We estimating the model, an intercept and trend is included in the model $$y_{t}=\rho y_{t-1}+\mu +\beta t+\varepsilon _{t},$$ so $\mu =0$ and $\beta =0$ in the DGP. The parameter of interest is the AR(1) coefficient $\rho$. 

Suppose we want to test $H_{0}:\rho =\rho _{0}$ against $H_{1}^{L}:\rho <\rho _{0}$, $H_{1}^{R}:\rho >\rho _{0}$ or
$H_{1}^{2}:\rho \neq \rho _{0}$. 

We are interested in estimating the size of inference procedures based on the standard normal distribution and
critical values obtained by the bootstrap. Preferably, the bootstrap is higher-order correct, so the critical values should be based on 
$$T^{\ast }=\frac{\hat{\rho}^*-\hat{\rho}}{SE(\hat{\rho}^*)}.$$

## Assignment

### 1.  Study in some detail the simulation code shown in the cell below. Execute the program.

In [2]:
def OLS(y,X):
    N,k = X.shape                   # number of observations and regressors
    XXi = np.linalg.inv(X.T @ X)
    b_ols = XXi @ (X.T @ y)
    res = y-X @ b_ols
    s2 = (res @ res)/(N-k)
    SE = np.sqrt(s2*np.diag(XXi))
    return b_ols,SE,res

In [3]:
import numpy as np
from scipy import signal
N=50                                     # number of observations
print('N=%d\n' %N)

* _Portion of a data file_
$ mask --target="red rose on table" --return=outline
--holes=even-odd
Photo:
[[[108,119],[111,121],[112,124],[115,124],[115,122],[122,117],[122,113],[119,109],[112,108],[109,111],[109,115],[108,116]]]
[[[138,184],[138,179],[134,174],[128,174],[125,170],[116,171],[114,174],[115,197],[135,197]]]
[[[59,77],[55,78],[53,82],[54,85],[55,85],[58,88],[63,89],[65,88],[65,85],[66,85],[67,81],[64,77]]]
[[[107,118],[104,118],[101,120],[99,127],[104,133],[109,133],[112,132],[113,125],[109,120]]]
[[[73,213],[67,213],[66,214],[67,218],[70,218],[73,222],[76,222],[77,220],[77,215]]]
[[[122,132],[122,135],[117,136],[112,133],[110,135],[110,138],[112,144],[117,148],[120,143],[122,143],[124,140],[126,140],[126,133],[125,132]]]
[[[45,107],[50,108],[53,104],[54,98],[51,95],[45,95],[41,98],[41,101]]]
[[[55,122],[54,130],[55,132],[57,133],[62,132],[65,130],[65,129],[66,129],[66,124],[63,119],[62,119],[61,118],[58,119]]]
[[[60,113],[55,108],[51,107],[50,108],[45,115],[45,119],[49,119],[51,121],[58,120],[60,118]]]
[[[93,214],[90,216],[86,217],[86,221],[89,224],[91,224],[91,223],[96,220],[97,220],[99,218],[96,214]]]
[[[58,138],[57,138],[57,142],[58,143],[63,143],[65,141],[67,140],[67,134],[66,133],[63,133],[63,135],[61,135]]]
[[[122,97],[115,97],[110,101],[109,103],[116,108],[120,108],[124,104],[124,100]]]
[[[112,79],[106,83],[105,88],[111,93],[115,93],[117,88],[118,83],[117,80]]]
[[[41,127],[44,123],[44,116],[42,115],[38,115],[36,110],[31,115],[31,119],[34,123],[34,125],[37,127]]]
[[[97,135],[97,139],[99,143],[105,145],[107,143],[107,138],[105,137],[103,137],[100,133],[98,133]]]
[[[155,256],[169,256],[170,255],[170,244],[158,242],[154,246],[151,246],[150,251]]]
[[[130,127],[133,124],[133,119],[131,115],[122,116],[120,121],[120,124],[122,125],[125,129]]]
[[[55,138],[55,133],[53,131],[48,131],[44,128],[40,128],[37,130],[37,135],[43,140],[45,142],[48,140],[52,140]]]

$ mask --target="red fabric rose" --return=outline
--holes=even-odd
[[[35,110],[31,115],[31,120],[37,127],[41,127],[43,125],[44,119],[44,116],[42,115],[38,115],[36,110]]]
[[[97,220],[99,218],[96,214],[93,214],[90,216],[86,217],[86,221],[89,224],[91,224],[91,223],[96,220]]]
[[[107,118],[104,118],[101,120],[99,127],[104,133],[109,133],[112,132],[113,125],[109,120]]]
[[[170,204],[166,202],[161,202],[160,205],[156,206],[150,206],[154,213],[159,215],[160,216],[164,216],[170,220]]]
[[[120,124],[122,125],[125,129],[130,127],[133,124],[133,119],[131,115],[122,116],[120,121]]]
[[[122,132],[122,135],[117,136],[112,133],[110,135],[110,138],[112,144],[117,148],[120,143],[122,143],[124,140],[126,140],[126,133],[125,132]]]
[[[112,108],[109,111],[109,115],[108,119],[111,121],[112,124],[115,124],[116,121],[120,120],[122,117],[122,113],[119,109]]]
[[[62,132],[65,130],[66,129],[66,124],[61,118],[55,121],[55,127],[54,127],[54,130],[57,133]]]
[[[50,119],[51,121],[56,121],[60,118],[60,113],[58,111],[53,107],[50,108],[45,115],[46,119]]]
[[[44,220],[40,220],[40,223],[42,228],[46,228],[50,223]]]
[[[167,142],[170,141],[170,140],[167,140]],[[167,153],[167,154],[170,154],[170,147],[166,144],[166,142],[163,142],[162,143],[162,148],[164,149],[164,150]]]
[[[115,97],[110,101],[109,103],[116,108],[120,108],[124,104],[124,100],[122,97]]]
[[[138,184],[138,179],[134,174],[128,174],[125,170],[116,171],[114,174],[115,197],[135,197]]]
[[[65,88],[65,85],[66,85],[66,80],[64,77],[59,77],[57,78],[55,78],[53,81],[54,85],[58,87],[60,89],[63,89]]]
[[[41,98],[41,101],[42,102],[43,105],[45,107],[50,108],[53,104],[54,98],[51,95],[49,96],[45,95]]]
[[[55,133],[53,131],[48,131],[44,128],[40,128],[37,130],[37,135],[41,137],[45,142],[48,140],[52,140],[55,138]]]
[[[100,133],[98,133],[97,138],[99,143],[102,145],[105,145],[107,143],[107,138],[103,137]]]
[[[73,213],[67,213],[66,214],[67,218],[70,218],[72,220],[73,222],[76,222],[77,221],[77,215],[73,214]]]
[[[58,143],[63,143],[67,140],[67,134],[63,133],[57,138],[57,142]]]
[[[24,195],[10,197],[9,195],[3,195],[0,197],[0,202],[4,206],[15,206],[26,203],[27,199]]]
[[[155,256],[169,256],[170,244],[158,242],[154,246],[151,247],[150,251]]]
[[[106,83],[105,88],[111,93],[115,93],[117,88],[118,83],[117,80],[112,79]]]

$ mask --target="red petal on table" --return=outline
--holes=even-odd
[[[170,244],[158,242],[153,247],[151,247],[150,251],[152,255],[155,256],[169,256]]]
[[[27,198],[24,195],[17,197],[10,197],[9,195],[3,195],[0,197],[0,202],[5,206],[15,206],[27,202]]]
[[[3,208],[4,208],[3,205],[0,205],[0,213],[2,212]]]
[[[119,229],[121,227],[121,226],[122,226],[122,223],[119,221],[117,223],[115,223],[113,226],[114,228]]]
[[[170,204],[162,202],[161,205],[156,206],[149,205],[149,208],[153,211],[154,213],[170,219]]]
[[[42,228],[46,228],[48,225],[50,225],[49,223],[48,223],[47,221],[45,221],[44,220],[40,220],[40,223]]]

* _Requests_
[A] Return each line of the listing that contains the string "mask".
[B] Go on with the text on the AR(1) bootstrap simulation from its last line.
The text and the listing come from unrelated sources.

* _Expected answers_
[A]
$ mask --target="red rose on table" --return=outline
$ mask --target="red fabric rose" --return=outline
$ mask --target="red petal on table" --return=outline

[B]
MCREP = 4000                             # number of Monte Carlo replications
BOOTREP = 99                             # number of bootstrap replications
const = np.ones(N-1)                     # vector with ones (constant)
trend = np.arange(N-1)                   # trend
rho_hat = np.zeros(MCREP)                # contains estimated rho
tstat = np.zeros(MCREP)                  # contains t-stat for rho
mean_rhoB = np.zeros(MCREP)              # mean of the bootstrapped estimator
tB_low = np.zeros(MCREP)                 # lower critical value
tB_high = np.zeros(MCREP)                # higher critical value
tB_crit2 = np.zeros(MCREP)               # critical value based on absoluted t-stat
coefB = np.zeros(BOOTREP)
statB = np.zeros(BOOTREP)
np.random.seed(314159)          # reproducibility
rho=0.9                         # true parameter value
ar1=np.array([1, -rho])         # AR parameters: y(t)=rho*y(t-1)+epsilon(t)
ma0=np.array([1])               # MA parameters: we only have 1*epsilon(t)
for i in range(MCREP):
    y0 = np.random.normal(size=1)/np.sqrt(1-rho**2);           # draw start value ~ N(0,1/(1-rho^2))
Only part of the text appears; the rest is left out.